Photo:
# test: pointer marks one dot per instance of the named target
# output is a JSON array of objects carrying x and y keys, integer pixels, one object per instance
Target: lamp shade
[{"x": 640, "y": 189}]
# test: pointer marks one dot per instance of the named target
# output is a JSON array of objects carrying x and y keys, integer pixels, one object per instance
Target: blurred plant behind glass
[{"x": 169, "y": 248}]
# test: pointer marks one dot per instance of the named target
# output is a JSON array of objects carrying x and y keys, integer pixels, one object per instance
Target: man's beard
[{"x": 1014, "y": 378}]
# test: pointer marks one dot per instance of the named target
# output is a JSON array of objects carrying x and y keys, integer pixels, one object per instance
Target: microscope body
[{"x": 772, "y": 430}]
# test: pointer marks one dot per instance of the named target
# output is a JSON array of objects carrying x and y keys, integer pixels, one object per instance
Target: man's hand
* * * * *
### Aim
Retype the whole listing above, line by line, with every character kept the same.

### Result
Photo:
# test: pointer marks one dot per instance of the named target
# output is a JSON array of objects carrying x and y keys, integer pixels, one object per instance
Target: lamp shade
[{"x": 640, "y": 189}]
# test: pointer marks one dot per instance of the named target
# output is a JSON array of objects carrying x and y keys, integer pixels, one object per instance
Target: blurred plant behind glass
[{"x": 169, "y": 248}]
# test: pointer marks one dot per instance of the named target
# output is a JSON array of objects carrying x and y keys, integer pixels, one object per instance
Target: man's beard
[{"x": 1014, "y": 378}]
# test: pointer marks one dot per instance of the named target
# output is a JSON array of objects carrying x and y keys, integer pixels, one object per instance
Target: microscope body
[{"x": 772, "y": 430}]
# test: pointer marks one dot per instance of the named target
# output is a JSON array of objects carrying x and y keys, integer pixels, one object per instance
Target: man's hand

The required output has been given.